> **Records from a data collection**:
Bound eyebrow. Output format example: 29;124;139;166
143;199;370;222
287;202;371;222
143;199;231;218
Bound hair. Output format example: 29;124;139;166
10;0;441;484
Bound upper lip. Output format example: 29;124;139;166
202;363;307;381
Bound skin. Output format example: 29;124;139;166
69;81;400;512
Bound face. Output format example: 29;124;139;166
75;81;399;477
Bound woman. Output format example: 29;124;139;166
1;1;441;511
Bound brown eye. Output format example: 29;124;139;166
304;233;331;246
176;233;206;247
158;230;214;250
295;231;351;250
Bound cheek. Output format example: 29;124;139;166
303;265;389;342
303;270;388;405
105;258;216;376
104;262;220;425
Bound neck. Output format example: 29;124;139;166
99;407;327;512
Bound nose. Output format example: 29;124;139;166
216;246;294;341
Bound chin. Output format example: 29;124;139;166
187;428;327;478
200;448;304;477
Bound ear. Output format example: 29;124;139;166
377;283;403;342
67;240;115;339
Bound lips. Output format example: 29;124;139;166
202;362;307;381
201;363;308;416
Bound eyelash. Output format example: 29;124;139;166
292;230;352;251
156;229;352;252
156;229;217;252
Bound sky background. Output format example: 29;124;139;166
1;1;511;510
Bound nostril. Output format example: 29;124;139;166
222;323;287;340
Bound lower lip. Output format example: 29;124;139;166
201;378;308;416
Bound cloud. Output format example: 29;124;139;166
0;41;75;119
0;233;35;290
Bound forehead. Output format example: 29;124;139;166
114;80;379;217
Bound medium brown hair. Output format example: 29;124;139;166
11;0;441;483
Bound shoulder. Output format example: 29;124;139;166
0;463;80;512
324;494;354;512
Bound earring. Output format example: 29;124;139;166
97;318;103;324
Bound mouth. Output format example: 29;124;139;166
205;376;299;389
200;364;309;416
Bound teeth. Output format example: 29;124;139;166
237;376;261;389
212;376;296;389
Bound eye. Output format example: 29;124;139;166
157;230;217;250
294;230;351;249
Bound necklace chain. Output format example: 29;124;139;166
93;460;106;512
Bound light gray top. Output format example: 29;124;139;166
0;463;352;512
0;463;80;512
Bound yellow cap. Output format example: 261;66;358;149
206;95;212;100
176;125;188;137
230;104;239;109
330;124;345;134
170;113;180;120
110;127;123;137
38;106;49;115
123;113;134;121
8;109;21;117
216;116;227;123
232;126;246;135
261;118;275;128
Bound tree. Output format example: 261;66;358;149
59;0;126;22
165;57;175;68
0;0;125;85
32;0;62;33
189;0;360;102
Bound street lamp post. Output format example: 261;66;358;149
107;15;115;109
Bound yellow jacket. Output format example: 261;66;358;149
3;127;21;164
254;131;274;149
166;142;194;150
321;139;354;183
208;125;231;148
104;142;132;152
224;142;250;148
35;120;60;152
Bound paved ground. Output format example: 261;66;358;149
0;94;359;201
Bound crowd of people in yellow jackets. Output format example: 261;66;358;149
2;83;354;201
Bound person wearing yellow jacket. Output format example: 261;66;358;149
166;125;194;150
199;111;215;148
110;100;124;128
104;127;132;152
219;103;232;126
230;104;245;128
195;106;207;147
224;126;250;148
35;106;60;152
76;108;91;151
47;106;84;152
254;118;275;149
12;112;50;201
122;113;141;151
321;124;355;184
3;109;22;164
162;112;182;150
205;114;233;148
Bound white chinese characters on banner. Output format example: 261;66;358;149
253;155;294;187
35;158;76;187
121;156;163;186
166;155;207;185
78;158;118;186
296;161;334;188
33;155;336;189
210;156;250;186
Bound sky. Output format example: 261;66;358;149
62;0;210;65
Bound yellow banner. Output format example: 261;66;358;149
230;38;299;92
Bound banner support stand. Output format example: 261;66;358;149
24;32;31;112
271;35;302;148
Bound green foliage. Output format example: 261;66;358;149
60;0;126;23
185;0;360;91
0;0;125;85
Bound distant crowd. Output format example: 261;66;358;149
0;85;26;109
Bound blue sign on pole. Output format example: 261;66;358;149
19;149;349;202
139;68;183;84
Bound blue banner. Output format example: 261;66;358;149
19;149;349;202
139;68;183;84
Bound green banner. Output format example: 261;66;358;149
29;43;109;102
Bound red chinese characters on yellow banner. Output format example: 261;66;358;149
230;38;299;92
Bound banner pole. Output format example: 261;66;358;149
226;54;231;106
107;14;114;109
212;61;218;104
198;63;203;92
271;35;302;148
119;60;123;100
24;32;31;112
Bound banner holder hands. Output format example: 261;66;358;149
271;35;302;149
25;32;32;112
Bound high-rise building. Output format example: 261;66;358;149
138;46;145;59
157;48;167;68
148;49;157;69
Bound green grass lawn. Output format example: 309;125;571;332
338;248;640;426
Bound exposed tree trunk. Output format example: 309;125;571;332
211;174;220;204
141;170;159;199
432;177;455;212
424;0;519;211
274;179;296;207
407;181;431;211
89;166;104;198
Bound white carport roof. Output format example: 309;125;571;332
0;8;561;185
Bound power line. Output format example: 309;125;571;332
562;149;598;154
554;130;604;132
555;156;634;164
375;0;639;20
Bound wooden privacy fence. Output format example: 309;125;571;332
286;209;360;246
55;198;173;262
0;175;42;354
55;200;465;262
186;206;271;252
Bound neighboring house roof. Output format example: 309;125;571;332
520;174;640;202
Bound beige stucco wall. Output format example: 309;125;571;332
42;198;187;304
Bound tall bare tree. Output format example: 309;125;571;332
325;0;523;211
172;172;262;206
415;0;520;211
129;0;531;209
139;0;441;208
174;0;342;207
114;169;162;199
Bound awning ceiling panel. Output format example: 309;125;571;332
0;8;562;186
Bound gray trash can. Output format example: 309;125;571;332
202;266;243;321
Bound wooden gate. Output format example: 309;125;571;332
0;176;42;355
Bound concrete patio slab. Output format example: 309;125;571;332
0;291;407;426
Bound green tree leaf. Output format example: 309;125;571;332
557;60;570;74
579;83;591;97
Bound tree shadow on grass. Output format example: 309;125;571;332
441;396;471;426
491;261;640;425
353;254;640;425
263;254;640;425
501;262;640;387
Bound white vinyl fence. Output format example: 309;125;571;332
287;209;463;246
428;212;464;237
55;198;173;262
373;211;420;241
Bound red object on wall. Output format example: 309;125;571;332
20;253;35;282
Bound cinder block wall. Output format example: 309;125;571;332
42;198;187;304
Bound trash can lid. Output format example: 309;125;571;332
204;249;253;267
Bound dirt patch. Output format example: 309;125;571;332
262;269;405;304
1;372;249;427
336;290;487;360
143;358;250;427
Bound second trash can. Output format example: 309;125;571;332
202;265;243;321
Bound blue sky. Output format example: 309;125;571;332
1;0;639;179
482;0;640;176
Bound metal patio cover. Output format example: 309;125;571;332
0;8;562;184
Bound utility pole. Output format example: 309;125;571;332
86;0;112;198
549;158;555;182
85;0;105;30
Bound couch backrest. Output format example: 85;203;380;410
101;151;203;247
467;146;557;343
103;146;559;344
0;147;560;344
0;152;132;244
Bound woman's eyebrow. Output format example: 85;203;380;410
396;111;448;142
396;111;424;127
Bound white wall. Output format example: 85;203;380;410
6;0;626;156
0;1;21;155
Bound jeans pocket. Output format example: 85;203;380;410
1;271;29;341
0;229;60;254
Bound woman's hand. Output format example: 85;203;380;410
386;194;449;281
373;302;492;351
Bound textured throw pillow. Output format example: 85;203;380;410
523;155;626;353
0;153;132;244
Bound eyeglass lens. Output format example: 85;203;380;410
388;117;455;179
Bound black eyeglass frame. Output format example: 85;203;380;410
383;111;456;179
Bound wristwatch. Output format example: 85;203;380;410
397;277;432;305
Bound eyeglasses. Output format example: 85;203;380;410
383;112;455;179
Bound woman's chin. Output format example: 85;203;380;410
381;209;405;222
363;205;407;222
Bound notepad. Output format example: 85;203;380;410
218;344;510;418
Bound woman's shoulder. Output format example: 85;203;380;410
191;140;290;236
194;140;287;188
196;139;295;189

> **Your assignment**:
Look above for the line containing "Bound wristwatch. Output". From there to the final line of the entries, repeat every line exactly.

> **Finished exercise**:
Bound wristwatch. Output format example: 85;203;380;410
397;277;432;305
Bound eyeglasses. Output format example: 85;203;380;410
383;112;455;179
Bound woman's chin. Output format example: 85;203;380;410
381;209;405;222
363;205;407;222
Bound notepad. Output format example: 85;203;380;410
218;344;510;418
Bound woman's shoulder. Output format example: 85;203;380;410
191;140;290;236
194;140;287;188
196;139;295;189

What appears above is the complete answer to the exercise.